Skip to contents

Builds a co-occurrence matrix showing how often qualitative codes appear together within the same unit (e.g., transcript, document, or media title). The function expects a coded dataset (excerpts) and returns both a formatted matrix and (optionally) a network visualization. The returned matrix can be displayed as raw counts or column-wise proportions, whereas the network plot always reflects the underlying raw counts.

Usage

cooccur(
  excerpts = NULL,
  min_bold = 10,
  scale = c("count", "prop"),
  output = c("kable", "tibble", "data.frame"),
  plot = TRUE,
  edge_min = 10,
  layout = "circle",
  edge_color_low = "lightgray",
  edge_color_high = "purple",
  node_color = "lightblue",
  use_labels = FALSE,
  codebook = NULL
)

▸ INSTRUCTIONS
A - Quote the co-occurrence function documentation, from the passage that begins with the words containing "Builds a co-occurrence" through the words "underlying raw counts.".
B - Continue the co-occurrence function documentation from where it stops.

▸ STORED RECORDS
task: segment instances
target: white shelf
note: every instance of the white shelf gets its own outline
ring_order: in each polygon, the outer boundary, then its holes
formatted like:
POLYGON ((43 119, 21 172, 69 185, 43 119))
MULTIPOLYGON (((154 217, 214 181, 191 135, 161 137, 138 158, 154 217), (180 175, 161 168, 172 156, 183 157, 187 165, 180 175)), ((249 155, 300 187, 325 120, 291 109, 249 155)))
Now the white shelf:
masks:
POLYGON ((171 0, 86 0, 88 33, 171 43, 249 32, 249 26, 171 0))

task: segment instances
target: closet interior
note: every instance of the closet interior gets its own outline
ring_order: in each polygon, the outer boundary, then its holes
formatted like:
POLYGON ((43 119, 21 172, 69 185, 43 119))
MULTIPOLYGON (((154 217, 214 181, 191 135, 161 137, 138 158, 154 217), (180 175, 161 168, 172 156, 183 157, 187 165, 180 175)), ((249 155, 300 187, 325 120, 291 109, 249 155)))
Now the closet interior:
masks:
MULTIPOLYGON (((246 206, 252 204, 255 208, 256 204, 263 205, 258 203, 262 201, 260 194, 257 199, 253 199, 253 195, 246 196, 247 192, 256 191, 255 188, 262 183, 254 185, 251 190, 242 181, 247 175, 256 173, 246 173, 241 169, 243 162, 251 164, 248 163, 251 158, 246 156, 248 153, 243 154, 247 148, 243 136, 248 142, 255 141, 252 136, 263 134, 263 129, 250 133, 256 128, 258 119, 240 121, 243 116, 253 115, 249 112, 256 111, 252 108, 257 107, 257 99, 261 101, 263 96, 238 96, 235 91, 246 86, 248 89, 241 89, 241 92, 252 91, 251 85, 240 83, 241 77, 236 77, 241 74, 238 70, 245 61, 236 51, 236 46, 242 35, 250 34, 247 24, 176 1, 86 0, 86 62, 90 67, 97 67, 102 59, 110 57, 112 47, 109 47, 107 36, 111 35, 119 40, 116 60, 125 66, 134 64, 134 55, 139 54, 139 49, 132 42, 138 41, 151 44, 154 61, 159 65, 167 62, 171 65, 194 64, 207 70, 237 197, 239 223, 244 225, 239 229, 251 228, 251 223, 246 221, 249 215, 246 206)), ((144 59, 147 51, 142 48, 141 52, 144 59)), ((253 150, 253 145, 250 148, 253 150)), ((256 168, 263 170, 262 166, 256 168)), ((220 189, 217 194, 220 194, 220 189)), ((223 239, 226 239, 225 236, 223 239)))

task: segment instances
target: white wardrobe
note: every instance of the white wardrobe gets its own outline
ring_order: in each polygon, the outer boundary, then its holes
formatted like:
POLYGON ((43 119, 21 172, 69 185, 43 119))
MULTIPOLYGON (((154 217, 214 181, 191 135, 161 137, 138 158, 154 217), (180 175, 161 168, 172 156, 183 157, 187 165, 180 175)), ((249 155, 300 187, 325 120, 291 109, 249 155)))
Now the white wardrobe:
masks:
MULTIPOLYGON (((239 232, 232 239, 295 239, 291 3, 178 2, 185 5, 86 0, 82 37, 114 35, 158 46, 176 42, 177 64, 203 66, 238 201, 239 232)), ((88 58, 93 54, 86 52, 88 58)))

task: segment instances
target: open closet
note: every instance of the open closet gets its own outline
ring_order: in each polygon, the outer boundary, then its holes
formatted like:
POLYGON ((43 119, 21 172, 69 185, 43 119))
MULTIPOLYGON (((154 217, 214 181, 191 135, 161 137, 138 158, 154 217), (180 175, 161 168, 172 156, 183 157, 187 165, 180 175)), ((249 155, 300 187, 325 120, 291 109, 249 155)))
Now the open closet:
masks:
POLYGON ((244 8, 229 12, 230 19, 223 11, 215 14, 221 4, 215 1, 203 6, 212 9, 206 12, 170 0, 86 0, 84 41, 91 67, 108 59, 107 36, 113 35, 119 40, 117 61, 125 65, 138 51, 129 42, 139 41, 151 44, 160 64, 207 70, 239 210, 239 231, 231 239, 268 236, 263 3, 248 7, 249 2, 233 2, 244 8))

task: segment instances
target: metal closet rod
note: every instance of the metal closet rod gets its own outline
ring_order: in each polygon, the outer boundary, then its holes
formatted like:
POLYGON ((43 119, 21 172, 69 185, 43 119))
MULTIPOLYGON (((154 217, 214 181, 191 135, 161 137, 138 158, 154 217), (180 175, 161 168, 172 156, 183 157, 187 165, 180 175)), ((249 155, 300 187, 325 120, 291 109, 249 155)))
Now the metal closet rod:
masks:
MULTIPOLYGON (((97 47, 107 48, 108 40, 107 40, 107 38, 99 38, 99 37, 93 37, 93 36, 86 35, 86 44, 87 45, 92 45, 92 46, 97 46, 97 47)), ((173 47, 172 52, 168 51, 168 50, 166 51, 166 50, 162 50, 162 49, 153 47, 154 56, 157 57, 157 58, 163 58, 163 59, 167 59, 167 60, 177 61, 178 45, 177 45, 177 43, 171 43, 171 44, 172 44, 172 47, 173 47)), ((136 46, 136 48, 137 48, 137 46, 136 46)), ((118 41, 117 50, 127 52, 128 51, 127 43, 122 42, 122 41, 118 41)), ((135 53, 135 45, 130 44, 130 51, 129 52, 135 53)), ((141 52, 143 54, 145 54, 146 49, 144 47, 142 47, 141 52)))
==
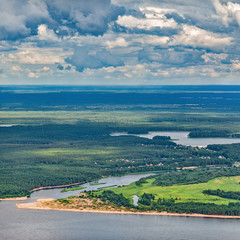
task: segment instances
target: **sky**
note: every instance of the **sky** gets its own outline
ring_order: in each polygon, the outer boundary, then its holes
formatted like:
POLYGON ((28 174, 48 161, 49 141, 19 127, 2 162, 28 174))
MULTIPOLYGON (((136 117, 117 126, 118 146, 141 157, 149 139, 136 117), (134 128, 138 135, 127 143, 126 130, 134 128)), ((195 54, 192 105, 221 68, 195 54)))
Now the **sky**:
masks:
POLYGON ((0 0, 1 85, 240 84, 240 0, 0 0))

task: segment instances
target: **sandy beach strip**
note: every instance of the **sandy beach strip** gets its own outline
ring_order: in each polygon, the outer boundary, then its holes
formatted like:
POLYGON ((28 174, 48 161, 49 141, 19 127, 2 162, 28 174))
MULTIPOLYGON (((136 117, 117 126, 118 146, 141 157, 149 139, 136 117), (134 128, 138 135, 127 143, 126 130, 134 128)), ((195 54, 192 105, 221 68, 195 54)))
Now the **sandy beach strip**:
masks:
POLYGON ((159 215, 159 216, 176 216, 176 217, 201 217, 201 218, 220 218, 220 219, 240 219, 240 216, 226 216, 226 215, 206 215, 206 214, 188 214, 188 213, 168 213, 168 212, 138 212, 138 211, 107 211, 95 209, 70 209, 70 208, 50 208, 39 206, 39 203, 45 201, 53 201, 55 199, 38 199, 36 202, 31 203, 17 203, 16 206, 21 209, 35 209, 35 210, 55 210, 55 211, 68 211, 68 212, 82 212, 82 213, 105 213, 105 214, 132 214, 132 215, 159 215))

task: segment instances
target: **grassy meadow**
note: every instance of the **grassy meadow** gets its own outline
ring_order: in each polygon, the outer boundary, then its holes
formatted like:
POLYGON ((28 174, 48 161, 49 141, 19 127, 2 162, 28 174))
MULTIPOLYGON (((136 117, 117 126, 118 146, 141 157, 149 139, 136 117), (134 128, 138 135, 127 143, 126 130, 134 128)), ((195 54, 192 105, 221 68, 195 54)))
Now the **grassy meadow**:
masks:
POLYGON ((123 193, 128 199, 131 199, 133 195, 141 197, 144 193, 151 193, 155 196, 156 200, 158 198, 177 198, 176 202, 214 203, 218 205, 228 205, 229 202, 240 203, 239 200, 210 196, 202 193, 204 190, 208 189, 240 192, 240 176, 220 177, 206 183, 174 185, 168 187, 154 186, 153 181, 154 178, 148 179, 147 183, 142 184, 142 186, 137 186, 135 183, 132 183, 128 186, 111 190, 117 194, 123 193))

▸ OUTPUTS BY TASK
A -
Builds a co-occurrence matrix showing how often qualitative codes appear together within the same unit (e.g., transcript, document, or media title). The function expects a coded dataset (excerpts) and returns both a formatted matrix and (optionally) a network visualization. The returned matrix can be displayed as raw counts or column-wise proportions, whereas the network plot always reflects the underlying raw counts.

B -
Arguments

excerpts

Data frame containing coded excerpts, with a column named media_title and code columns prefixed with "c_".

min_bold

Minimum value for bold highlighting in HTML table output (if output = "kable"). Default is 10.

scale

Whether to display raw counts ("count") or column-wise conditional proportions ("prop") in the returned matrix. The network plot always uses raw counts. Default is "count".

output

The format of the co-occurrence matrix output. One of "kable", "tibble", or "data.frame". Default is "kable".

plot

Logical; whether to produce a network visualization. Default is TRUE.

edge_min

Minimum edge weight (in counts) for displaying connections in the plot. Default is 10.

layout

Graph layout for network visualization (passed to ggraph::ggraph). Common options include "circle", "fr", or "kk". Default is "circle".

edge_color_low, edge_color_high

Color gradient for edge weights in the plot. Default is "lightgray" to "purple".

node_color

Color for node points in the network plot. Default is "lightblue".

use_labels

Logical; if TRUE, replaces code variable names with descriptive labels from a provided codebook. Default is FALSE.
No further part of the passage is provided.